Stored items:

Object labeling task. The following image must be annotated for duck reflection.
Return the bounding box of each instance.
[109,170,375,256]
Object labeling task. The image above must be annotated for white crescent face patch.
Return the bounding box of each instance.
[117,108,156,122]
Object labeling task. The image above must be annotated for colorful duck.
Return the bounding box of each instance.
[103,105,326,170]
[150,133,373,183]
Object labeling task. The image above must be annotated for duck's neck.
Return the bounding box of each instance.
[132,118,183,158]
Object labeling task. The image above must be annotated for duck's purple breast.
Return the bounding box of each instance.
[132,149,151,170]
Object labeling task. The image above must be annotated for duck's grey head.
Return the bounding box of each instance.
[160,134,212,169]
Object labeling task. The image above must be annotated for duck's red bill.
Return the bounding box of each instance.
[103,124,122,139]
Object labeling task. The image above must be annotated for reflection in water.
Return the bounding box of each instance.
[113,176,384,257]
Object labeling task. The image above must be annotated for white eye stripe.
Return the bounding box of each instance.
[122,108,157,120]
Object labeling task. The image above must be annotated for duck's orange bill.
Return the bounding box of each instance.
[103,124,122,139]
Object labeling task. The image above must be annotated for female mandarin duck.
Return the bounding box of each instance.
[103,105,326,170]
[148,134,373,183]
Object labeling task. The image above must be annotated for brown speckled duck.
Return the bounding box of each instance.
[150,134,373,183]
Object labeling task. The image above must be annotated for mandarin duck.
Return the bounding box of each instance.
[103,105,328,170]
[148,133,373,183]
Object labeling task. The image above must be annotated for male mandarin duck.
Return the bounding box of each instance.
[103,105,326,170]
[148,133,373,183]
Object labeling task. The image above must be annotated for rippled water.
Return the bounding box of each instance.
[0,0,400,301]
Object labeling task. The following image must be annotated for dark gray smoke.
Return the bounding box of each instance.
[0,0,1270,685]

TASK PROMPT
Present every one of the rows above as a numbered list, omitting any blank lines.

RESPONSE TO THE EXERCISE
1. Object labeling task. The following image must be annotated for duck reflection.
2. Return the bounding box of each instance.
3. [109,170,375,256]
4. Object labeling task. The image above must be annotated for white crescent face patch.
5. Return the bounding box of each instance.
6. [117,108,156,122]
7. Object labeling task. The image above must be annotated for colorful duck.
8. Return the bounding box of each instance.
9. [103,105,326,170]
10. [150,133,373,183]
11. Object labeling task. The image above must be annotated for duck's neck.
12. Return the bounding box of each instance.
13. [132,118,183,158]
14. Object labeling task. The image above must be annotated for duck's purple breast.
15. Return the bounding box of each instance.
16. [132,149,151,170]
17. Object labeling task. The image above must be annotated for duck's grey head.
18. Return the bounding box of each instance.
19. [160,134,212,169]
20. Object labeling task. The image above must be annotated for duck's red bill.
21. Return the bounding box of each instance.
22. [103,124,122,139]
23. Object labeling task. The image above must be annotated for reflection in water.
24. Return the bounding box of each instance.
25. [113,176,384,257]
26. Object labeling task. The image above must be annotated for white eye stripe.
27. Return the bounding box of each instance.
28. [122,108,157,120]
29. Object labeling task. The image above must be annotated for duck's orange bill.
30. Return the bounding box of each instance.
31. [103,124,122,139]
32. Object labeling task. The image above must be annotated for female mandarin duck.
33. Return the bounding box of each instance.
34. [103,105,326,170]
35. [148,134,373,183]
36. Object labeling task. The image above must be annotated for brown speckled duck.
37. Return the bounding box of each instance.
38. [150,134,373,183]
39. Object labeling task. The image above must be annotated for mandarin duck.
40. Return the bounding box of each instance.
41. [103,105,328,170]
42. [148,133,373,183]
43. Object labeling task. The image above must be annotated for male mandarin duck.
44. Return the bounding box of each instance.
45. [103,105,326,170]
46. [148,133,373,183]
47. Object labeling task. The image above must be annotated for rippled water.
48. Return the bounding box of each instance.
49. [0,0,400,301]
50. Object labeling task. The following image must be annotated for dark gray smoke.
51. Return the bounding box of each instance.
52. [0,0,1270,685]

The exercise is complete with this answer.